• [Extracted information]:

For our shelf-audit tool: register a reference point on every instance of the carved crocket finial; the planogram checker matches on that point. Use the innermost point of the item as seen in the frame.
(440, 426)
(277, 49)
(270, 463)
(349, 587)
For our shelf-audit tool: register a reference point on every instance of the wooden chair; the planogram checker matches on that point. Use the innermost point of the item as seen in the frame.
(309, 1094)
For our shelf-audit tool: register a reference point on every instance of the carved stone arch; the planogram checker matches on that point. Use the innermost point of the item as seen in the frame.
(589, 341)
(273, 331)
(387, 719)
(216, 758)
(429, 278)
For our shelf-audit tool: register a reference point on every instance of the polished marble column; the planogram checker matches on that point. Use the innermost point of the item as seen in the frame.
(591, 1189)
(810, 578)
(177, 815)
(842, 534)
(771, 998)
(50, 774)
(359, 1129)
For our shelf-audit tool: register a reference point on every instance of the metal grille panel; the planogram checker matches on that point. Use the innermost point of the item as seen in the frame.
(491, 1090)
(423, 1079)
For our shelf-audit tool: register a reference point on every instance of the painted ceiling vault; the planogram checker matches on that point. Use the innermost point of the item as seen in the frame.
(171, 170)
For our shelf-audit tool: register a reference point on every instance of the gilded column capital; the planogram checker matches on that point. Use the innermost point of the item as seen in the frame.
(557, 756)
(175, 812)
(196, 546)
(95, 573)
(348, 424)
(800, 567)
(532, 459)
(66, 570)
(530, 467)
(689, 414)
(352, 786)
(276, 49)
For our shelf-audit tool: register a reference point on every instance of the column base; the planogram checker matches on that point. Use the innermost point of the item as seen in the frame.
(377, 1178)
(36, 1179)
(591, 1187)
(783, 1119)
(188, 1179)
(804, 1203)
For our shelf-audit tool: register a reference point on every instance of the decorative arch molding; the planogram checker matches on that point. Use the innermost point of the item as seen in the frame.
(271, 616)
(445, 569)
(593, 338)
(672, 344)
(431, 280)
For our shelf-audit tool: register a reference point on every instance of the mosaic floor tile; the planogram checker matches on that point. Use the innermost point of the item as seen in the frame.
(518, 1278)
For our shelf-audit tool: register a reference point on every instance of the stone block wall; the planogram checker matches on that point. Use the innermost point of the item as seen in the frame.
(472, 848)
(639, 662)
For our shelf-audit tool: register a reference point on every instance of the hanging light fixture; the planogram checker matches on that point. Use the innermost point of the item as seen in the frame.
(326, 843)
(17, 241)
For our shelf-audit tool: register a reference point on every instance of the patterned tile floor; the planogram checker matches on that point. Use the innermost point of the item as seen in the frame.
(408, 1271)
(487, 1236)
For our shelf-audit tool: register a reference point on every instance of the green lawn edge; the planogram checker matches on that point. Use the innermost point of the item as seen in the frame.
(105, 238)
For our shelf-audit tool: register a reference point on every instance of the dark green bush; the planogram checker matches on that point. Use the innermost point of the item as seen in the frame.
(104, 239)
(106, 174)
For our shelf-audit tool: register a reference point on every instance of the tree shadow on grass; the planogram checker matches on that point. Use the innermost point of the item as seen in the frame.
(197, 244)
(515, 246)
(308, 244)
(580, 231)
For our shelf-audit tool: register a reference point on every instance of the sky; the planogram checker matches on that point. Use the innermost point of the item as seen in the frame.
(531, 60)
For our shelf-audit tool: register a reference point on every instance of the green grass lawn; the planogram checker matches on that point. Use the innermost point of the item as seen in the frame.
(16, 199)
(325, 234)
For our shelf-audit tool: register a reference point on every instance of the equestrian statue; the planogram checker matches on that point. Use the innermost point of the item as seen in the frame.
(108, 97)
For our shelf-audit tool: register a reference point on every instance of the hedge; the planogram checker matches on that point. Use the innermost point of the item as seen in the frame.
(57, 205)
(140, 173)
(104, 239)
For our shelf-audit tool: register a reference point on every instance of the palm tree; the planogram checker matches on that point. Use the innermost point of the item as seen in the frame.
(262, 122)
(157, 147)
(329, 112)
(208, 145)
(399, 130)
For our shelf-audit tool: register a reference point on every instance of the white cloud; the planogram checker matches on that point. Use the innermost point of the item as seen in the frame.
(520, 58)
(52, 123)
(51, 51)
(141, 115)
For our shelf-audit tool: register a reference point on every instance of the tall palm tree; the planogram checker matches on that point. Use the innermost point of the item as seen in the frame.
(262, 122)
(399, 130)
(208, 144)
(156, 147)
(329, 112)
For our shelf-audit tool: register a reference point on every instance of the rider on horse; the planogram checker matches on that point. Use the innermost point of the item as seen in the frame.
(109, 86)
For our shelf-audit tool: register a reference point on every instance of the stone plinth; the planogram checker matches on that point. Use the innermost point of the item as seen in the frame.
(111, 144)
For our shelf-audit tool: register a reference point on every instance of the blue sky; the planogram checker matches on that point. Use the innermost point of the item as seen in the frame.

• [Problem statement]: Recast all of the records above as a JSON list of strings, with one string for each line and blank lines omitted.

• [Task solution]:
[
  "For our shelf-audit tool: register a reference point on every instance of the carved crocket finial; the planogram checker matches on that point. Use the innermost point of the item as seen in the frame.",
  "(440, 426)",
  "(277, 49)",
  "(270, 463)",
  "(349, 587)",
  "For our shelf-audit tool: register a reference point on every instance of the wooden chair; the planogram checker matches on that point. Use the innermost point of the item as seen in the frame.",
  "(309, 1094)",
  "For our shelf-audit tool: register a reference point on every instance of the carved stone arch; the planogram checker matches on that point. Use the innermost point of the item as seen in the frame.",
  "(589, 341)",
  "(273, 331)",
  "(387, 719)",
  "(216, 758)",
  "(429, 278)",
  "For our shelf-audit tool: register a reference point on every instance of the polished marble column; the planogram checker matches on that point. Use the innermost point of the item as seen in the frame.",
  "(591, 1189)",
  "(810, 578)",
  "(177, 815)",
  "(842, 534)",
  "(771, 998)",
  "(50, 774)",
  "(359, 1129)",
  "For our shelf-audit tool: register a reference point on every instance of the metal grille panel; the planogram checker matches on that point. Use the innermost point of the item as seen in the frame.",
  "(491, 1090)",
  "(423, 1079)",
  "For our shelf-audit tool: register a reference point on every instance of the painted ceiling vault; the planogram checker matches on that point. Use the innermost point of the item as seen in the frame.",
  "(171, 170)",
  "For our shelf-audit tool: register a reference point on every instance of the gilded column capital; the planogram checker matches on that point. Use the innermost point of the item as seen in the frame.",
  "(557, 756)",
  "(175, 812)",
  "(196, 546)",
  "(95, 573)",
  "(348, 424)",
  "(800, 567)",
  "(532, 459)",
  "(66, 570)",
  "(530, 467)",
  "(689, 414)",
  "(352, 786)",
  "(276, 49)",
  "For our shelf-audit tool: register a reference point on every instance of the column base; the planogram checker matches on that point. Use the innermost point of the item as seen in the frame.",
  "(377, 1178)",
  "(36, 1179)",
  "(591, 1187)",
  "(783, 1119)",
  "(188, 1179)",
  "(804, 1203)",
  "For our shelf-audit tool: register a reference point on every instance of the decorative arch molding; the planogram checker matches on that point. Use the innermost point of the item as seen in the frame.",
  "(271, 616)",
  "(445, 569)",
  "(593, 338)",
  "(672, 344)",
  "(431, 280)",
  "For our shelf-audit tool: register a reference point on every instance of the mosaic floor tile; the planogram checker matches on that point. Use the innermost point of the item as seen in the frame.",
  "(518, 1278)",
  "For our shelf-audit tool: register a reference point on every instance of the stone block wall; the planogram checker matches on that point. Use the innermost point of the item as seen in the frame.",
  "(472, 848)",
  "(639, 662)",
  "For our shelf-audit tool: register a reference point on every instance of the hanging light fixture; the planogram checker matches on that point. Use the innermost point of the item as seen in the frame.",
  "(326, 843)",
  "(17, 241)",
  "For our shelf-audit tool: register a reference point on every instance of the patterned tile floor; the planogram checker matches on that point. Use the innermost point of the item as seen in the frame.",
  "(408, 1271)",
  "(487, 1236)",
  "For our shelf-audit tool: register a reference point on every instance of the green lawn edge; the planogram checker matches on that point. Use the innermost point of the item as seen in the frame.",
  "(105, 238)",
  "For our shelf-audit tool: register a reference point on every instance of the dark green bush; the planogram checker matches on that point. Use the innermost point of the item as seen in the frame.",
  "(104, 239)",
  "(106, 174)",
  "For our shelf-audit tool: register a reference point on every instance of the tree shadow on grass; the planogram checker matches on that point. Use the innermost point of the item as seen in the frame.",
  "(197, 244)",
  "(515, 246)",
  "(308, 244)",
  "(580, 231)",
  "For our shelf-audit tool: register a reference point on every instance of the sky; the planogram checker matches on that point. Use the innermost point of the item as seen in the frame.",
  "(531, 60)",
  "For our shelf-audit tool: register a reference point on every instance of the green grass lawn; the planogram checker matches on that point. Use the innermost point of the item as seen in the frame.",
  "(16, 199)",
  "(325, 234)",
  "For our shelf-audit tool: register a reference point on every instance of the equestrian statue; the planogram checker matches on that point. Use the innermost point of the item as seen in the frame.",
  "(108, 97)",
  "For our shelf-audit tool: register a reference point on every instance of the hedge; the planogram checker matches on that point. Use the innermost point of the item as seen in the frame.",
  "(57, 205)",
  "(140, 173)",
  "(104, 239)",
  "For our shelf-audit tool: register a reference point on every instance of the palm tree; the planogram checker matches on that point. Use the innermost point of the item as seen in the frame.",
  "(262, 122)",
  "(157, 147)",
  "(329, 112)",
  "(208, 145)",
  "(399, 130)",
  "For our shelf-audit tool: register a reference point on every instance of the white cloud; the planogram checker matches on that point. Use the innermost point of the item as seen in the frame.",
  "(520, 58)",
  "(52, 123)",
  "(51, 51)",
  "(141, 115)",
  "For our shelf-audit tool: register a reference point on every instance of the tall palm tree; the planogram checker matches on that point. Use the innermost point of the item as seen in the frame.",
  "(262, 122)",
  "(399, 130)",
  "(208, 144)",
  "(156, 147)",
  "(329, 112)",
  "For our shelf-audit tool: register a reference point on every instance of the rider on horse; the planogram checker matches on that point. Use the innermost point of the item as seen in the frame.",
  "(109, 86)",
  "For our shelf-audit tool: register a reference point on every instance of the stone plinth; the planogram checker matches on that point. Use the innermost point of the item as seen in the frame.",
  "(111, 144)",
  "For our shelf-audit tool: register a reference point on every instance of the blue sky; the planogram checker matches on that point. Use the innermost point of the item as seen in the frame."
]